Source data →
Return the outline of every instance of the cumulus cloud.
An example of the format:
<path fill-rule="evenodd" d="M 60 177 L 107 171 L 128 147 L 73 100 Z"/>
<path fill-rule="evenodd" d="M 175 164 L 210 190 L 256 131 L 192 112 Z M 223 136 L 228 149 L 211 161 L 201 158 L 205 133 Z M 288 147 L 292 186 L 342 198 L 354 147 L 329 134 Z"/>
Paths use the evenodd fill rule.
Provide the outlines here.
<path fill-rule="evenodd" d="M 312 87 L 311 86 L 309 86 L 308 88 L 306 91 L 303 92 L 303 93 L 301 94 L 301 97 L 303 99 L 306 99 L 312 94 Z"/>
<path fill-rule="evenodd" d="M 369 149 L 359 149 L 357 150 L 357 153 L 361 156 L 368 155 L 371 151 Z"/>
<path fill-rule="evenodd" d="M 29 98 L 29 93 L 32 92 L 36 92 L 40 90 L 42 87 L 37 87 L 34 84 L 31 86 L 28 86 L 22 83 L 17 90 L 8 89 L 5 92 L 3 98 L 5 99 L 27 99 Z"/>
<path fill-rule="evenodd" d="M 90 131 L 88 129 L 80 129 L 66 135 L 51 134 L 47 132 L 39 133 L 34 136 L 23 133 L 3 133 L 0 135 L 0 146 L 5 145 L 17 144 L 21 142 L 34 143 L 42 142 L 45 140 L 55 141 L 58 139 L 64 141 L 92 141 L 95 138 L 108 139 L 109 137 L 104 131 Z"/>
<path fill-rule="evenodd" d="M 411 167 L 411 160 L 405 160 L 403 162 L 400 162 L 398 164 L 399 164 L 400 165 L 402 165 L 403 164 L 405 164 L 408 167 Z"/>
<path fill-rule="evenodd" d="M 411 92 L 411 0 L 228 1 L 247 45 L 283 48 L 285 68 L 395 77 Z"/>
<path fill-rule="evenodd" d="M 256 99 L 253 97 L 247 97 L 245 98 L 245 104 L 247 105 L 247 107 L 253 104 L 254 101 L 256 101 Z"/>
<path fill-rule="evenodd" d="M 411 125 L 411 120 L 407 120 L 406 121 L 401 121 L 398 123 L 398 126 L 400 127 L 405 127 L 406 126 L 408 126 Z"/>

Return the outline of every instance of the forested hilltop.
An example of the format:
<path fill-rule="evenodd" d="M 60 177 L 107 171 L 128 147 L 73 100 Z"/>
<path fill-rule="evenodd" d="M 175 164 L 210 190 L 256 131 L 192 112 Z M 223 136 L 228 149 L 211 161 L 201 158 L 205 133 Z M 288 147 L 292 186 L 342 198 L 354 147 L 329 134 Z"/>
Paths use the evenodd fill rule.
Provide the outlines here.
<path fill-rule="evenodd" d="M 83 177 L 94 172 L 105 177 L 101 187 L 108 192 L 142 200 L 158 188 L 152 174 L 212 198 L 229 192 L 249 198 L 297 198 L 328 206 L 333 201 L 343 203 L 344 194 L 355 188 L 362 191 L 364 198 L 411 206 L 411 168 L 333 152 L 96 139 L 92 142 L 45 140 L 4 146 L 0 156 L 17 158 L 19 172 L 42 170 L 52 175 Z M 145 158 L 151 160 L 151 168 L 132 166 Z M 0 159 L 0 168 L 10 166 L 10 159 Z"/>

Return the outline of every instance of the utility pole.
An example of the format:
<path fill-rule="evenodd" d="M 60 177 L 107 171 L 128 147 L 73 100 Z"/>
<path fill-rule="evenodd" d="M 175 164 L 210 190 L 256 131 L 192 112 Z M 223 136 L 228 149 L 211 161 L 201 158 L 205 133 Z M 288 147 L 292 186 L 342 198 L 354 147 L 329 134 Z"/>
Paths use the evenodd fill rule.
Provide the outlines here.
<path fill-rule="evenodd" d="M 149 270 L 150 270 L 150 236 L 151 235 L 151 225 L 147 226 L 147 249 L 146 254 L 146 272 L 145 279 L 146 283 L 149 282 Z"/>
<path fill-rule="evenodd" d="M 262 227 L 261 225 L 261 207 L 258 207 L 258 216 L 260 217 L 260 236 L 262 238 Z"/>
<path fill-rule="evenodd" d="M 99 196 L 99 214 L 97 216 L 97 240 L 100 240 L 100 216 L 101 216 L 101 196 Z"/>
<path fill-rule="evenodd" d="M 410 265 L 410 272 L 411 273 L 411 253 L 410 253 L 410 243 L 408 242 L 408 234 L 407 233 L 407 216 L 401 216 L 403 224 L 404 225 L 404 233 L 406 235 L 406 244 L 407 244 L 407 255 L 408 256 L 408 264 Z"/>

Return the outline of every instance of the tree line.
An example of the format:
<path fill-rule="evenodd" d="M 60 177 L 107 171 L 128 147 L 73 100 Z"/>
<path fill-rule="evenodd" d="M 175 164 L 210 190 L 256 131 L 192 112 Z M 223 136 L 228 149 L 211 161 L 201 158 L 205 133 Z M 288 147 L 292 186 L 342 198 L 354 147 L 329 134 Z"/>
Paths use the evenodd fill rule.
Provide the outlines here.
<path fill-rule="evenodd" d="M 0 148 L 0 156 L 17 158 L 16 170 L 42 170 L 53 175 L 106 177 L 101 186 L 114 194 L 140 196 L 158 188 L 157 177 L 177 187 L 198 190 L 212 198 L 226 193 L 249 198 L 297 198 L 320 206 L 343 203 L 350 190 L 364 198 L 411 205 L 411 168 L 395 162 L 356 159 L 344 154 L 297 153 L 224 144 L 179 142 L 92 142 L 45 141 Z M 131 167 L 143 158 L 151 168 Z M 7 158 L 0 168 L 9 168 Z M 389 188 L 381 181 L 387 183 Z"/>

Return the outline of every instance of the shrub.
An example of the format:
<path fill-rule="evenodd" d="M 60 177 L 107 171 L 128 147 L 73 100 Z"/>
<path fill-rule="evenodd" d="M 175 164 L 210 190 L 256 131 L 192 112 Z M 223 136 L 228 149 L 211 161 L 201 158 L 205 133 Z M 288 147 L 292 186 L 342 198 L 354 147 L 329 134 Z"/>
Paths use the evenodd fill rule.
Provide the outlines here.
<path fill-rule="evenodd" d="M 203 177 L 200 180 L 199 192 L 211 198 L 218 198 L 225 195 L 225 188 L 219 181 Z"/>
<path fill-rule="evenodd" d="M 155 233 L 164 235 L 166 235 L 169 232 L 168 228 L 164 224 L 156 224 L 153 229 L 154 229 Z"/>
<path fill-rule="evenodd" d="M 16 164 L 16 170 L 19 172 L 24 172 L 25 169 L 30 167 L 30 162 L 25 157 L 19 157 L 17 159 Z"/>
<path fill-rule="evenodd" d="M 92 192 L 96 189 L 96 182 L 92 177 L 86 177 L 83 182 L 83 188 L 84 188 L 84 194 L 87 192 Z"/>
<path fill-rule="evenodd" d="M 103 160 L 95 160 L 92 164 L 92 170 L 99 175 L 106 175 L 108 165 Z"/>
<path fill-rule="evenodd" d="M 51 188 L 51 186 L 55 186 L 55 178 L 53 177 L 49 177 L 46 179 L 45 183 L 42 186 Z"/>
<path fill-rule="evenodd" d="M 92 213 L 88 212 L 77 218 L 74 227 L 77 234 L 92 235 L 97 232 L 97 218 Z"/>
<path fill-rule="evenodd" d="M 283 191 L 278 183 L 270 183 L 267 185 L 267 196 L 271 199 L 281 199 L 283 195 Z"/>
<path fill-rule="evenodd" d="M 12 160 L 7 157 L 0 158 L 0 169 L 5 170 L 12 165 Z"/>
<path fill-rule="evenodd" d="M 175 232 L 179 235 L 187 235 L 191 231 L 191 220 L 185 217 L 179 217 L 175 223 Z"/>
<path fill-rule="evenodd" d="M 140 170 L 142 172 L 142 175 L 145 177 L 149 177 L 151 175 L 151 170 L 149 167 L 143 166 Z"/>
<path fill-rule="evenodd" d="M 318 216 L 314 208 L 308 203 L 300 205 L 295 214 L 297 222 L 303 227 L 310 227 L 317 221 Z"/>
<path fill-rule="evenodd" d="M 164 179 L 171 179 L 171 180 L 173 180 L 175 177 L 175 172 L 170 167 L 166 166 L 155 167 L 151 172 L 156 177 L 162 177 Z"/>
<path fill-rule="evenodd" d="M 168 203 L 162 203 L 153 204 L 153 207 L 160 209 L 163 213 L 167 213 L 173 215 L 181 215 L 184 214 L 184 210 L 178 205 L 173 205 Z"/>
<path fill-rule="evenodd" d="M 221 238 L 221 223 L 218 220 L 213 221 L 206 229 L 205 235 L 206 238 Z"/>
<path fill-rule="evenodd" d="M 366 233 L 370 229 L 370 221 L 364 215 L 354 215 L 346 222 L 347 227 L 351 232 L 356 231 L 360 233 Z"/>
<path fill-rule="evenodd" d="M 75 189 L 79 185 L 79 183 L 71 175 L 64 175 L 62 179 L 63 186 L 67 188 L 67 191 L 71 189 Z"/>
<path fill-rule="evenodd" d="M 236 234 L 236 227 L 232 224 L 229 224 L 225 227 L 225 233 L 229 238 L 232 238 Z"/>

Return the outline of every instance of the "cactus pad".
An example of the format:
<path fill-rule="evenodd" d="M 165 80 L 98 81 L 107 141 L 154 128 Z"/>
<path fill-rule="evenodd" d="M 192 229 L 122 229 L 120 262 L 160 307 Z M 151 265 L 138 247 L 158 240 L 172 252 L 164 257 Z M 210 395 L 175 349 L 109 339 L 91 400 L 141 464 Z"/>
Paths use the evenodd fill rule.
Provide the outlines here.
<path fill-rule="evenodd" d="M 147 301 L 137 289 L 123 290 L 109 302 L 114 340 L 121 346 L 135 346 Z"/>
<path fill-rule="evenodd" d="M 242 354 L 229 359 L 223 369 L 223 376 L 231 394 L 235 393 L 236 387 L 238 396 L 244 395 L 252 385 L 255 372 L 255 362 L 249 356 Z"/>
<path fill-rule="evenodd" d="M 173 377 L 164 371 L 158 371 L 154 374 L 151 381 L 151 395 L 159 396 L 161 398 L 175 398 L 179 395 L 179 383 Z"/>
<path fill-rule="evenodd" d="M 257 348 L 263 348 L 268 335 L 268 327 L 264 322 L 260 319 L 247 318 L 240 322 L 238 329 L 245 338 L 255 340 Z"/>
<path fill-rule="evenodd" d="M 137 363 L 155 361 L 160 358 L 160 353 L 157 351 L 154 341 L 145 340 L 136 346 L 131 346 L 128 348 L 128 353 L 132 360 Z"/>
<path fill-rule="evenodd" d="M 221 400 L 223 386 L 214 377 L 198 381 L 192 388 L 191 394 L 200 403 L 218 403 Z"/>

Written instruction → Can you reproduce the data from its start through the line holding "411 125 L 411", inclusive, with the requests kept as they are and every coordinate in the answer outlines offset by -108?

Output →
Return the outline of every instance of the cumulus cloud.
An example of the format:
<path fill-rule="evenodd" d="M 60 177 L 107 171 L 128 147 L 73 100 Z"/>
<path fill-rule="evenodd" d="M 175 164 L 210 190 L 256 131 L 192 112 Z M 223 136 L 228 149 L 211 161 L 201 158 L 205 133 Z M 288 147 L 292 186 L 342 198 L 354 147 L 329 134 Z"/>
Paths use the evenodd fill rule.
Provide the outlines here.
<path fill-rule="evenodd" d="M 204 -21 L 203 -22 L 201 -22 L 200 -20 L 198 -17 L 195 -16 L 195 -15 L 193 -14 L 193 -11 L 195 -9 L 198 -9 L 204 -14 Z"/>
<path fill-rule="evenodd" d="M 261 41 L 251 41 L 249 42 L 249 45 L 253 48 L 260 47 L 263 43 Z"/>
<path fill-rule="evenodd" d="M -79 -10 L -79 -15 L -76 -16 L -72 -16 L -68 -18 L -66 -21 L -71 -21 L -74 -24 L -77 -22 L -80 -22 L -86 -25 L -91 -18 L -100 -19 L -103 -16 L -105 -10 L -103 -9 L -81 -9 Z"/>
<path fill-rule="evenodd" d="M -18 23 L -20 21 L -28 21 L -42 27 L -57 26 L -61 24 L -69 25 L -74 28 L -85 25 L -105 25 L -108 27 L -108 38 L -103 37 L -91 36 L -87 34 L -74 35 L -66 34 L -63 32 L -53 33 L -50 31 L -44 33 L -16 33 L -13 30 L 0 31 L 1 29 L -4 23 Z"/>
<path fill-rule="evenodd" d="M 303 59 L 303 52 L 297 52 L 295 54 L 292 54 L 290 56 L 291 56 L 292 57 L 294 57 L 295 56 L 297 56 L 300 59 Z"/>
<path fill-rule="evenodd" d="M 303 -16 L 303 -108 L 120 -107 L 139 -63 L 175 -60 L 177 -40 L 287 -31 Z"/>
<path fill-rule="evenodd" d="M 148 -9 L 145 -11 L 139 -11 L 137 -10 L 137 -4 L 139 -3 L 139 -1 L 145 -4 L 146 -7 L 148 -7 Z"/>
<path fill-rule="evenodd" d="M 303 17 L 303 12 L 299 12 L 298 13 L 293 13 L 290 15 L 290 18 L 292 19 L 297 19 L 298 18 L 300 18 Z"/>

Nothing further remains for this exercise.